### Tugas yang Dikerjakan
A) Kutip bagian dari bacaan tentang sejarah Kepulauan Falkland, dimulai dari "Begitu Argentina berdiri, Malvinas" dan berakhir pada "2 April 1982.".
B) Tuliskan lanjutan bacaan tentang sejarah Kepulauan Falkland, dimulai setelah kalimat terakhirnya.

### Bacaan
Lewat sejumlah negosiasi alot, Perancis setuju untuk hengkang dari Mallouines sedangkan Inggris membandel. Spanyol akhirnya mengusir penduduk dan kekuatan Inggris di Falkland dengan kekerasan bersenjata pada 1770. Namun empat tahun kemudian, Inggris kembali dan berkeras bahwa kepulauan itu tetap sebagai miliknya.
Begitu Argentina berdiri, Malvinas dinyatakan sebagai bagian negeri belia itu. Namun pada praktiknya, cuma para pemburu paus dan anjing laut dari Inggris dan AS-lah yang secara de facto menyinggahi kepulauan itu. Rutin.
Baru pada 1826, Argentina mendatangi dan membangun koloni di Falkland, sekaligus menyita tiga kapal penangkap ikan milik AS di sana. Krisis politik pun mencuat di antara kedua negara. Alhasil, Falkland dikosongkan kembali.
Dalam situasi itulah Inggris masuk. HMS Clio dengan nakhoda John James Oslow dikirim ke sana, mencegah Argentina datang, dan mendirikan pemerintahan dan koloni di bawah Inggris Raya. Bendera Inggris terus berkibar hingga pasukan Argentina menyerbu pada 2 April 1982.

### Bagian Data

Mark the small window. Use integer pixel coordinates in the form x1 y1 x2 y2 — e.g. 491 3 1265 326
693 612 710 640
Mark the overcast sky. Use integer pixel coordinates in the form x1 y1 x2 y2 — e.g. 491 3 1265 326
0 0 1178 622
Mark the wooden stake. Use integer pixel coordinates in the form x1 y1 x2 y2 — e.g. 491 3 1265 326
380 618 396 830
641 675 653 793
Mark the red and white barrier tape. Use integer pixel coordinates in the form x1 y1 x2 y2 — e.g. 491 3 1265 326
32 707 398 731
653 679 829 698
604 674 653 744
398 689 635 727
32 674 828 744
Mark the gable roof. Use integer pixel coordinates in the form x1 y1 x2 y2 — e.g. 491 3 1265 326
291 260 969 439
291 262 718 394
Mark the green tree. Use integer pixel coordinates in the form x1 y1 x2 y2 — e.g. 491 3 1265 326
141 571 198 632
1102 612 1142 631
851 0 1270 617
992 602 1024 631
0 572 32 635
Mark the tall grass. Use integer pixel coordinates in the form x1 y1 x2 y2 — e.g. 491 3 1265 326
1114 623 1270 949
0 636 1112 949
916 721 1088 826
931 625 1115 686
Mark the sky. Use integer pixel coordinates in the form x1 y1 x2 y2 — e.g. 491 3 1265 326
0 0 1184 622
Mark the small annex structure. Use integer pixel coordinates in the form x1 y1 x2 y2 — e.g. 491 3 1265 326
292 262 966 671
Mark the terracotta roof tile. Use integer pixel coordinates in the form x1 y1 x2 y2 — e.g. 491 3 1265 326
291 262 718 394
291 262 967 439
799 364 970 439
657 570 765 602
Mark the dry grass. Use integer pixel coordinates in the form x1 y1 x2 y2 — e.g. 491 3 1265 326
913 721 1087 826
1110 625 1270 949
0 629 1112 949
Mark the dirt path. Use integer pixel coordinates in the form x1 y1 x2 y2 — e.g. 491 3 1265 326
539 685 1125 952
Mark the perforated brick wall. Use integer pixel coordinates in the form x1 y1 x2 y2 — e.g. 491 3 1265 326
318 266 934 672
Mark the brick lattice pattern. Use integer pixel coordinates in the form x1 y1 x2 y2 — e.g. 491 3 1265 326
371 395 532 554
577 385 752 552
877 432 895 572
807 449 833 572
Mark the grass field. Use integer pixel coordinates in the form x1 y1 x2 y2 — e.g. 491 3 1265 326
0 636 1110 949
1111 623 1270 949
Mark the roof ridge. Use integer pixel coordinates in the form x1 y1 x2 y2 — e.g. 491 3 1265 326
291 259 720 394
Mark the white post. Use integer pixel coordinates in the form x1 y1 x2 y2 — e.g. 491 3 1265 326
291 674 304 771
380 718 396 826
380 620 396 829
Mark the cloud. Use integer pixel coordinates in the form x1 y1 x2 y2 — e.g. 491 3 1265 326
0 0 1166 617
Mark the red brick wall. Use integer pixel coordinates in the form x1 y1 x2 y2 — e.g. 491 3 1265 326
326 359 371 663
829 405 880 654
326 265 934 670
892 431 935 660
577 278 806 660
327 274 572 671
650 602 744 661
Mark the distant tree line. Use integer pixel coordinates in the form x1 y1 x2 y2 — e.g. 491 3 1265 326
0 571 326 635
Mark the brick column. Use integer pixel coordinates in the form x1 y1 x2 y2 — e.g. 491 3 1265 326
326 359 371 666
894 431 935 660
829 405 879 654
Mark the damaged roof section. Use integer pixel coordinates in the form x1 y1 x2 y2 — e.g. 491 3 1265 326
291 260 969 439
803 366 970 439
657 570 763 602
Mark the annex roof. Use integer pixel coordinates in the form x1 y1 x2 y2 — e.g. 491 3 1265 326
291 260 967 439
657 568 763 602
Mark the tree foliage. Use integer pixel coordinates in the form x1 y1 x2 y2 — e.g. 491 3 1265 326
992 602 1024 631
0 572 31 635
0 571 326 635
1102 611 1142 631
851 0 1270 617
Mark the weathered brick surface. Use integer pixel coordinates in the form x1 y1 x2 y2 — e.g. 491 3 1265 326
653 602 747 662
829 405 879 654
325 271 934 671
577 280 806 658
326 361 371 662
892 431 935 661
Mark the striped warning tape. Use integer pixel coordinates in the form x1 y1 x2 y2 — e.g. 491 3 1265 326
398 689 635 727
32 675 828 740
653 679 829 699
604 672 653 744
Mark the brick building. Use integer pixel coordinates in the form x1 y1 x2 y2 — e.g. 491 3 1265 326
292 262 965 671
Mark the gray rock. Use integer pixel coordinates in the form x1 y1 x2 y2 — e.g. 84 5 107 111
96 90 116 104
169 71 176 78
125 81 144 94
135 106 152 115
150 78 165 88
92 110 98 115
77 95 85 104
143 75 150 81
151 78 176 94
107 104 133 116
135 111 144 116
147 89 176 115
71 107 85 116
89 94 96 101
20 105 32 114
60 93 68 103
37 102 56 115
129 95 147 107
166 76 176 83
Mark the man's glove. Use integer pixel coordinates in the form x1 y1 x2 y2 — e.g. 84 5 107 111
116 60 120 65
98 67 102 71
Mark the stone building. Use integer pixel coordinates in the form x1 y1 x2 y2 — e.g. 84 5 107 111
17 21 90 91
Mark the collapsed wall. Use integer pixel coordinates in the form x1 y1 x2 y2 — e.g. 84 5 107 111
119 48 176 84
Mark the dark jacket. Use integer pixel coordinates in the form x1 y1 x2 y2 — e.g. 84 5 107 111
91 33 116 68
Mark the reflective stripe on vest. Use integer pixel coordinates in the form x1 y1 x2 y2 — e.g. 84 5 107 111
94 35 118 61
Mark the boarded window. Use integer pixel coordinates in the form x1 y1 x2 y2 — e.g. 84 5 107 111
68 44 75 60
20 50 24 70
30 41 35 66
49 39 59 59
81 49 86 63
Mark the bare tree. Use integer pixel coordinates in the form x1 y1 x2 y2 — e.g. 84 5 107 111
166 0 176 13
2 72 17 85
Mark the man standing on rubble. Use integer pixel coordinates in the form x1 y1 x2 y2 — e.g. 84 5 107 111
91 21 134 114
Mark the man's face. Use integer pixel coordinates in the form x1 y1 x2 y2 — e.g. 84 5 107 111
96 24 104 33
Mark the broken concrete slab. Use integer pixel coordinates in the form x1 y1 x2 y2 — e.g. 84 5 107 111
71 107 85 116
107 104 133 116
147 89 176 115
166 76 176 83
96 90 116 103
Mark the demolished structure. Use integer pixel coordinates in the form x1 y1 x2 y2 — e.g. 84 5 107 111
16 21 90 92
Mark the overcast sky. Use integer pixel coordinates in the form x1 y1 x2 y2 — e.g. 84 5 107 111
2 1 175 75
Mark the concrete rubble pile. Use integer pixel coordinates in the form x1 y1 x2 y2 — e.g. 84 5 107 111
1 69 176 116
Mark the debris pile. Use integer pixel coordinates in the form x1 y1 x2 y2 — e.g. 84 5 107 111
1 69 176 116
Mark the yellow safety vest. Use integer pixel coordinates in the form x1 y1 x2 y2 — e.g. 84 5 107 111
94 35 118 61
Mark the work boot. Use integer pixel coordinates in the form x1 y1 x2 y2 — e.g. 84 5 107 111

### Jawaban
A)
Begitu Argentina berdiri, Malvinas dinyatakan sebagai bagian negeri belia itu. Namun pada praktiknya, cuma para pemburu paus dan anjing laut dari Inggris dan AS-lah yang secara de facto menyinggahi kepulauan itu. Rutin.
Baru pada 1826, Argentina mendatangi dan membangun koloni di Falkland, sekaligus menyita tiga kapal penangkap ikan milik AS di sana. Krisis politik pun mencuat di antara kedua negara. Alhasil, Falkland dikosongkan kembali.
Dalam situasi itulah Inggris masuk. HMS Clio dengan nakhoda John James Oslow dikirim ke sana, mencegah Argentina datang, dan mendirikan pemerintahan dan koloni di bawah Inggris Raya. Bendera Inggris terus berkibar hingga pasukan Argentina menyerbu pada 2 April 1982.

B)
***
Di tengah kesibukan berlayar ke selatan, Laksamana Muda Sandy Woodward menyempatkan diri menulis catatan harian di kabinnya. “…nasib baikku, jika ‘baik’ adalah kata yang bisa dipilih. Aku berada di Gibraltar bersama gugus tugas (latihan musim panas-pen) Springtrain. Aku menjadi panglima armada terdekat dari garis depan (walau masih sekitar 13.000 kilometer jauhnya). Maka, akulah yang terpilih….”
Kegesitan Angkatan Laut Inggris merespon serbuan Argentina di Atlantik Selatan bukanlah sesuatu yang dadakan. Gerak cepat itu merupakan akumulasi dari kepiawaian intelijen Inggris di Argentina dan tradisi militer yang mengakar: rutin berlatih agar senantiasa siap berperang.
Dalam hal ini, Inggris yang anggota pakta pertahanan Atlantik Utara NATO “diasah” oleh ketegangan perang dingin yang tak henti menyelimuti Eropa ketika itu.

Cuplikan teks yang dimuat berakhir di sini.